> _Your goal_
Each line in the entries below that holds the string "provide" must be copied.

[Source data]
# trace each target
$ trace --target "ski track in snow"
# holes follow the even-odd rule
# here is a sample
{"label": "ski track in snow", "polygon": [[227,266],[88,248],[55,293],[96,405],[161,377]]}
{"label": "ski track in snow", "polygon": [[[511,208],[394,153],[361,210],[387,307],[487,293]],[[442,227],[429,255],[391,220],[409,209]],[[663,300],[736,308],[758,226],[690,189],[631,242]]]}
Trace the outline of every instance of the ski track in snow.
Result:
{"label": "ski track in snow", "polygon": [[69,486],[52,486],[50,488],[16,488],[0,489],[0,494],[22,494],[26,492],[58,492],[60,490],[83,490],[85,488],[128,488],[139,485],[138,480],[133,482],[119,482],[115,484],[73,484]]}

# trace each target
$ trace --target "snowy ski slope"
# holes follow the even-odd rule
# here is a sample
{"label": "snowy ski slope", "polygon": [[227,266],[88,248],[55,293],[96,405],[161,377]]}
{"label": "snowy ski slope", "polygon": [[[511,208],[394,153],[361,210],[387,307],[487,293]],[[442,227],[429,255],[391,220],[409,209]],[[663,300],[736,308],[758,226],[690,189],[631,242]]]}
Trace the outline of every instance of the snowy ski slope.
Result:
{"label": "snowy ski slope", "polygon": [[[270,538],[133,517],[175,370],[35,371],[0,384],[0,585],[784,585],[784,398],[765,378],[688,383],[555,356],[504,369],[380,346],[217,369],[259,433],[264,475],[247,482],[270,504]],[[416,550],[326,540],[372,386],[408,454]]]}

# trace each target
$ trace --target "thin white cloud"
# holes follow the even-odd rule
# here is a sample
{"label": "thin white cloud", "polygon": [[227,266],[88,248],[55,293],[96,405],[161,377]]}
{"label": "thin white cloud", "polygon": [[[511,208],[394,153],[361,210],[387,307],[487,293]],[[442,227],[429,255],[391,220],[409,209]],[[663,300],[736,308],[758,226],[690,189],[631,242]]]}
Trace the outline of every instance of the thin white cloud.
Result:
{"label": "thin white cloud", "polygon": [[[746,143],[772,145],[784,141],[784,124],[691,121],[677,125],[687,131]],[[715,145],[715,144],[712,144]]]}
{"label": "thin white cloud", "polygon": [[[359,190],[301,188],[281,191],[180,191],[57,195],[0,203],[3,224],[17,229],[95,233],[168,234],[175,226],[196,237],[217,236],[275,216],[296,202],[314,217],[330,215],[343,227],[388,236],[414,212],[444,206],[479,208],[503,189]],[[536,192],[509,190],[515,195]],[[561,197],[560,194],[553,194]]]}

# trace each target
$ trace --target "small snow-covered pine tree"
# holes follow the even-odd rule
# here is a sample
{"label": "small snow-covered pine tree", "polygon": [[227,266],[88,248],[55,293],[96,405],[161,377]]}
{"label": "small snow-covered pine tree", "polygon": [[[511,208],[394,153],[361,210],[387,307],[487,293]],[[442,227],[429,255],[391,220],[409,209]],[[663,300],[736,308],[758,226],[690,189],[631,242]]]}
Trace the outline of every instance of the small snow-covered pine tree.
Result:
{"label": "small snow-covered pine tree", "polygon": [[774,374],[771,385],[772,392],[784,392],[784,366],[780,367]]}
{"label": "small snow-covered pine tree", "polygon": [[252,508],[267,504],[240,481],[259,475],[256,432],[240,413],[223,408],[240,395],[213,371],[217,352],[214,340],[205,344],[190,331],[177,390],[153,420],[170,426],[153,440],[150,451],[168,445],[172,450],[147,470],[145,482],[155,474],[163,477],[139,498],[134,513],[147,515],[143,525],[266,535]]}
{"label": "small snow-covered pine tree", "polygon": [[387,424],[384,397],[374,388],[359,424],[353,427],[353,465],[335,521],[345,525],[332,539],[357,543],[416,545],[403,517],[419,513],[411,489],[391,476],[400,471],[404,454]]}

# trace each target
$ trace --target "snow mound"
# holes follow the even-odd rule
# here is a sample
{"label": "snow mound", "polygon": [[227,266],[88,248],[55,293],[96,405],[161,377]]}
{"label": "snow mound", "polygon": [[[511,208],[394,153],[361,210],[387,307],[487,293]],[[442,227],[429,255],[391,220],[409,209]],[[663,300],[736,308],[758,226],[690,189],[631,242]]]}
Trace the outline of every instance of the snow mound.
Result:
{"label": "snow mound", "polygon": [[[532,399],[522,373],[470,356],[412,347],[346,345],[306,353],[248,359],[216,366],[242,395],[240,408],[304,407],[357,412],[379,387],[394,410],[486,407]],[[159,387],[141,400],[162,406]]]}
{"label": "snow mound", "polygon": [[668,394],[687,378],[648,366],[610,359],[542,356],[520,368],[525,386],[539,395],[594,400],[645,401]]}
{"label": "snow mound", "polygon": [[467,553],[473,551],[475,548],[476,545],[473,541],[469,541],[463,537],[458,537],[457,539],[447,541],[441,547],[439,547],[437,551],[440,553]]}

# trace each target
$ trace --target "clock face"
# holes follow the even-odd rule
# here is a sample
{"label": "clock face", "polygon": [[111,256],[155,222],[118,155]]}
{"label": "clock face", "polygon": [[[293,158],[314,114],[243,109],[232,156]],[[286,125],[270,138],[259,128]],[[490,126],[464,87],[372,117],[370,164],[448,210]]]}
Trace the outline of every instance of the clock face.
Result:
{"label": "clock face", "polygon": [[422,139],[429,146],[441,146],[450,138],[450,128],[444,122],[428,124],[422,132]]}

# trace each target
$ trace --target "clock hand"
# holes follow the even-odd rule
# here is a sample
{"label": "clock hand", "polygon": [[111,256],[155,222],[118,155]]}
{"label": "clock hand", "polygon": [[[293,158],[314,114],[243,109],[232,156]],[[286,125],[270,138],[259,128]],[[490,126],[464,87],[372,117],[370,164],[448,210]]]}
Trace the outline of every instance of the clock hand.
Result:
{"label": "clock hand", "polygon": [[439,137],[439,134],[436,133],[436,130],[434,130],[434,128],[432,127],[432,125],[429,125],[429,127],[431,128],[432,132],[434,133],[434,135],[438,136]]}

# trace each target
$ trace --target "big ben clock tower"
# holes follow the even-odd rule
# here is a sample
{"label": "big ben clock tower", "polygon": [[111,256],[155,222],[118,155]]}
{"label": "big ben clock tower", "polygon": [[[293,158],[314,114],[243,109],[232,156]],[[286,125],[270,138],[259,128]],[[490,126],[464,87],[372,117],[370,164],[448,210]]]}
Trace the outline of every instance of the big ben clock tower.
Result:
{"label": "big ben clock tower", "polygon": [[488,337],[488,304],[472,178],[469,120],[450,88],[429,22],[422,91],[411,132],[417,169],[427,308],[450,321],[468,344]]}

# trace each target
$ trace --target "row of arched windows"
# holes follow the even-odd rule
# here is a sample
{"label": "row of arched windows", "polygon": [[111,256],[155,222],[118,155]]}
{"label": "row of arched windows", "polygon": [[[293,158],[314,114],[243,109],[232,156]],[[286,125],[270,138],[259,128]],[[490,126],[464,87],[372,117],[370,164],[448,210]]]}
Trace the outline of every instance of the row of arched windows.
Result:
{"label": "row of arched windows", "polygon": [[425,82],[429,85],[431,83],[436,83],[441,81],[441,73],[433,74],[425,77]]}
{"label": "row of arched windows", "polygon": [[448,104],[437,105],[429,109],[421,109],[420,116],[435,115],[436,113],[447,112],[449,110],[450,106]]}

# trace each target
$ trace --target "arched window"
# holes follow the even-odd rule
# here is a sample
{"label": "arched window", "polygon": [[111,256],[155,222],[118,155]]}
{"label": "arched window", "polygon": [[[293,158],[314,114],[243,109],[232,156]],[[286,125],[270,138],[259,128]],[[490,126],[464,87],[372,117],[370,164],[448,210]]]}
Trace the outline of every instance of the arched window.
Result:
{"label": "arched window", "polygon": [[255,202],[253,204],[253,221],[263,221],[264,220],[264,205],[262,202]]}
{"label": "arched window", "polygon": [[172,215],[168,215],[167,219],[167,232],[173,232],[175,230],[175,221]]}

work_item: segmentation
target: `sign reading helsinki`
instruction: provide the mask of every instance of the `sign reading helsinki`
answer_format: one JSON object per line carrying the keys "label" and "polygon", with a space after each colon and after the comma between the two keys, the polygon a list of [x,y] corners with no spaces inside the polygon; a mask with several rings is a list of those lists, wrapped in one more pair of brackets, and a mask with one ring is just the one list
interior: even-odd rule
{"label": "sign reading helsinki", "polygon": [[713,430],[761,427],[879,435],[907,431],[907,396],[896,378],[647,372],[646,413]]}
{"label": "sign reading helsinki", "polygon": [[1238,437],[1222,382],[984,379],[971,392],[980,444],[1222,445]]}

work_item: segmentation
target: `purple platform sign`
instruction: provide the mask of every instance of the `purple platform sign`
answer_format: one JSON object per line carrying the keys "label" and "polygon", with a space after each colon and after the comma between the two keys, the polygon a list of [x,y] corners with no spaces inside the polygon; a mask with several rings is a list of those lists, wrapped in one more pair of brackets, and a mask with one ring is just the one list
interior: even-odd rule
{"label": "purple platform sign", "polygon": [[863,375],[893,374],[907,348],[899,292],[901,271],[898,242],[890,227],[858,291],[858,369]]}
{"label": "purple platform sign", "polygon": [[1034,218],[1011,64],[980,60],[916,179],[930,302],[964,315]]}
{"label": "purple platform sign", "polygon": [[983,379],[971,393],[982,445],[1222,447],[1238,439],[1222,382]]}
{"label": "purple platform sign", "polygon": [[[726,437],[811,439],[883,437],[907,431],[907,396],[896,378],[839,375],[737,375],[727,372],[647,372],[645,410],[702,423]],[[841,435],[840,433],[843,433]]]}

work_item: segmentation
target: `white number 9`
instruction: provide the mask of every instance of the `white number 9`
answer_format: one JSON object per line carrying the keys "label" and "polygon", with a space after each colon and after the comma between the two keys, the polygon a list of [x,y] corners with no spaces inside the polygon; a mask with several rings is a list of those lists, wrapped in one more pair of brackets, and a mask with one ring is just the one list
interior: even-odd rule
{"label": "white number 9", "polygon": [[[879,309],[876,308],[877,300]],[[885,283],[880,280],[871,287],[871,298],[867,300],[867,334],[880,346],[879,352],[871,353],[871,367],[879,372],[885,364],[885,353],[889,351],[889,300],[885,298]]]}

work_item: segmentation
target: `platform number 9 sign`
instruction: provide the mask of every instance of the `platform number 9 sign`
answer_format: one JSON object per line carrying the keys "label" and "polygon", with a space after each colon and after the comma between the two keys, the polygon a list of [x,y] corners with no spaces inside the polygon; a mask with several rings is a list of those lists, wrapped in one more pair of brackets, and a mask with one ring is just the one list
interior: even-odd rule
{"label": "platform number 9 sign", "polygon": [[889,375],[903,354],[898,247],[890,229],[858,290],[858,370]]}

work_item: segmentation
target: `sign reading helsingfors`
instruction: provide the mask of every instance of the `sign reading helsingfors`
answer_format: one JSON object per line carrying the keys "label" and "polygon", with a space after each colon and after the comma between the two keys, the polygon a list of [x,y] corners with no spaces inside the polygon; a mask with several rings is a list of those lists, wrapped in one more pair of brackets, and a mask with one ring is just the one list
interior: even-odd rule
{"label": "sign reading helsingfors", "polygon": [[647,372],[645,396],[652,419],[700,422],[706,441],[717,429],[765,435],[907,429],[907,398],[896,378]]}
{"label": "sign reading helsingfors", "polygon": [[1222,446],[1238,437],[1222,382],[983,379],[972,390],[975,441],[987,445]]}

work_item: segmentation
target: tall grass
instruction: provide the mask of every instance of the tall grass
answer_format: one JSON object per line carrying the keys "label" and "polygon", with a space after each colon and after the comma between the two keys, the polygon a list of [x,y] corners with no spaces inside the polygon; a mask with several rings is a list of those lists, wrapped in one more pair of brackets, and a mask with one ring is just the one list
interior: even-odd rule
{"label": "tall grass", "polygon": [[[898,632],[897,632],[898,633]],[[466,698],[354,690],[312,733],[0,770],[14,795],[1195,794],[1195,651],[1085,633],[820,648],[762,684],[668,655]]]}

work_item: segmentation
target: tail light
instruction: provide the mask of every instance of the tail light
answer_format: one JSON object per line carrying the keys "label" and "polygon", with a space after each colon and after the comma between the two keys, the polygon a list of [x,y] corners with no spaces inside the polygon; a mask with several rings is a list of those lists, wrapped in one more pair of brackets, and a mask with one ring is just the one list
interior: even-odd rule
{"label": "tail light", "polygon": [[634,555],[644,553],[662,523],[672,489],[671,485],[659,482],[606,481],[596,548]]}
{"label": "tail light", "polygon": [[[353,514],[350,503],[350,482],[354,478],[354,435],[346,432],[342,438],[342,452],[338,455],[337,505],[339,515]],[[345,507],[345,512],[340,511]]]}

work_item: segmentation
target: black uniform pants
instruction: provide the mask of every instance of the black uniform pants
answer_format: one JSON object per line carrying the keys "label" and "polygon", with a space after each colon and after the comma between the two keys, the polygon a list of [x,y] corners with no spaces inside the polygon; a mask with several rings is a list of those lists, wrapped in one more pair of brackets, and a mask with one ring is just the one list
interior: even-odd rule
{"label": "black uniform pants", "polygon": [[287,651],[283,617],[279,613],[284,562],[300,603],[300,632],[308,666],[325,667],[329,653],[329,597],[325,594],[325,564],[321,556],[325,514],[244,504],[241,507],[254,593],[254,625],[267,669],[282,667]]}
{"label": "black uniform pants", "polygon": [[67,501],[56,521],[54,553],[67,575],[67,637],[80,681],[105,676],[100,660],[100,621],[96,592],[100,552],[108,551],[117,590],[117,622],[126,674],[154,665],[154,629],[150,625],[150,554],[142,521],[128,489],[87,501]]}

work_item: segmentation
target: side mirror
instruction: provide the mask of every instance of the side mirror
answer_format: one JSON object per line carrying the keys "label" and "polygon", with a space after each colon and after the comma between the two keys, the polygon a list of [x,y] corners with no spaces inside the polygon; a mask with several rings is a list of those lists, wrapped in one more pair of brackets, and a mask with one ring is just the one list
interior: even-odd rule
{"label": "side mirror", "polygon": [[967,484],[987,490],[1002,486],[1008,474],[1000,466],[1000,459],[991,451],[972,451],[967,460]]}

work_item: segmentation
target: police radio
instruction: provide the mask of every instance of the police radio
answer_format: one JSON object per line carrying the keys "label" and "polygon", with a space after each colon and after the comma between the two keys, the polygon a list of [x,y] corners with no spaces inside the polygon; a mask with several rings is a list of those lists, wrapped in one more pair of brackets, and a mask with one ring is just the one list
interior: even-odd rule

> _Task answer_
instruction: provide the mask of every instance of the `sign reading helsinki`
instruction: provide the mask of every instance of the `purple platform sign`
instruction: provide the mask of every instance of the `white number 9`
instruction: provide the mask of every instance of the `platform number 9 sign`
instruction: provide the mask of every instance of the `sign reading helsingfors`
instruction: provide the mask of every instance of the tall grass
instruction: provide the mask of every instance of the tail light
instruction: provide the mask of every instance of the black uniform pants
instruction: provide the mask of every instance of the side mirror
instruction: provide the mask of every instance of the police radio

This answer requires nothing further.